■ Extract ■
◆ ◆ ◆ ◆

I have this in my web.xml document. I am trying to have a welcome list so I dont need to type the path for the home page anymore. But everytime a clicked the application in my tomcat page it displays The requested resource is not available.
<listener>
<listener-class>web.Init</listener-class>
</listener>
<welcome-file-list>
<welcome-file>index.jsp</welcome-file>
</welcome-file-list>
<servlet>
<servlet-name>index</servlet-name>
<servlet-class>web.IndexServlet</servlet-class>
</servlet>
<servlet-mapping>
<servlet-name>index</servlet-name>
<url-pattern>/index</url-pattern>
</servlet-mapping>
My servlet for the jsp page
package web;
import java.io.IOException;
import javax.servlet.RequestDispatcher;
import javax.servlet.ServletConfig;
import javax.servlet.ServletContext;
import javax.servlet.ServletException;
import javax.servlet.http.HttpServlet;
import javax.servlet.http.HttpServletRequest;
import javax.servlet.http.HttpServletResponse;
import org.apache.log4j.Logger;
public class IndexServlet extends HttpServlet
{
private Logger logger = Logger.getLogger(this.getClass());
private RequestDispatcher jsp;
public void init(ServletConfig config) throws ServletException
{
ServletContext context = config.getServletContext();
jsp = context.getRequestDispatcher("/WEB-INF/jsp/index.jsp");
}
protected void doGet(HttpServletRequest req, HttpServletResponse resp) throws ServletException, IOException
{
logger.debug("doGet()");
jsp.forward(req, resp);
}
}
Why is that it is still not working?I still need to type the /index in my url...How to do this correctly?

◆ ◆ ◆ ◆

■ Source data ■
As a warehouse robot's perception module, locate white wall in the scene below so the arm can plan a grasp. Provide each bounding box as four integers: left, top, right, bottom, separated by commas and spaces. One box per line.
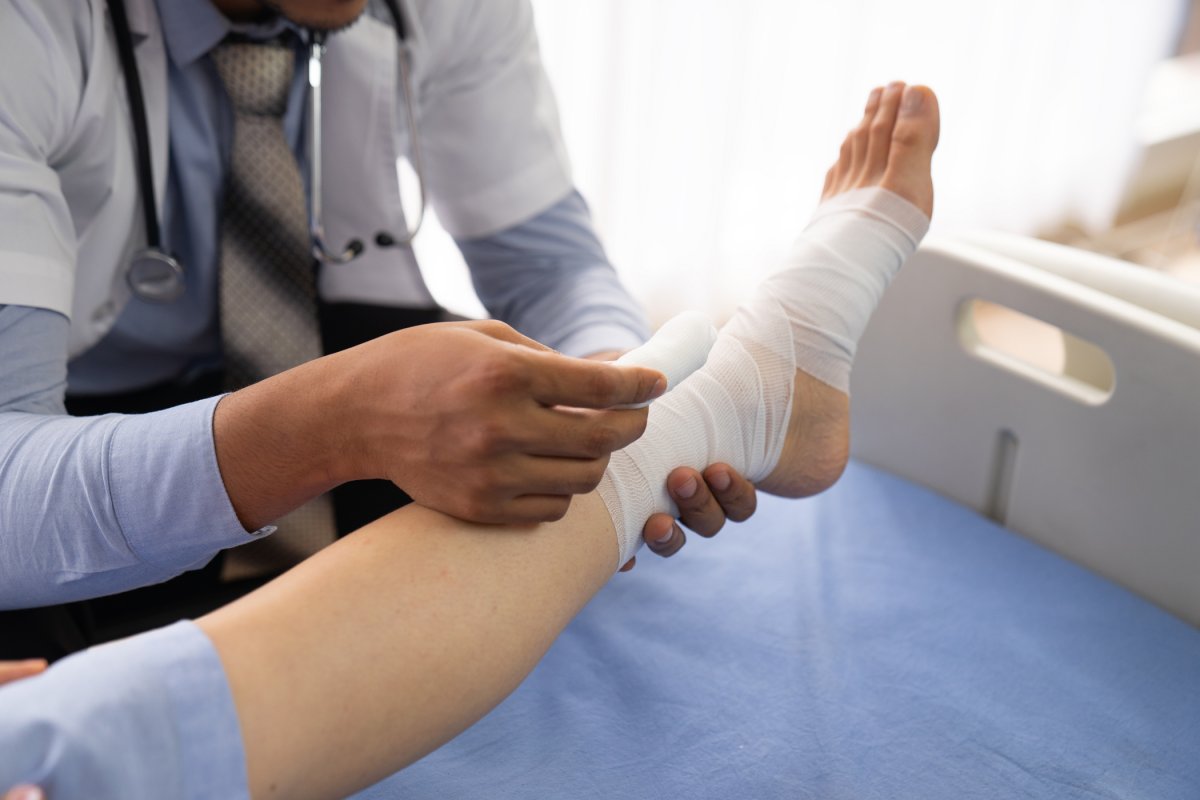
419, 0, 1186, 321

◆ ◆ ◆ ◆

■ Short exercise 1 ■
Extract the passage of the Tomcat post above, from "I have this" up to and including "is not available.".
■ Short exercise 2 ■
List every class the Tomcat post above imports from the javax.servlet.http package.

■ Exercise solution 1 ■
I have this in my web.xml document. I am trying to have a welcome list so I dont need to type the path for the home page anymore. But everytime a clicked the application in my tomcat page it displays The requested resource is not available.

■ Exercise solution 2 ■
HttpServlet
HttpServletRequest
HttpServletResponse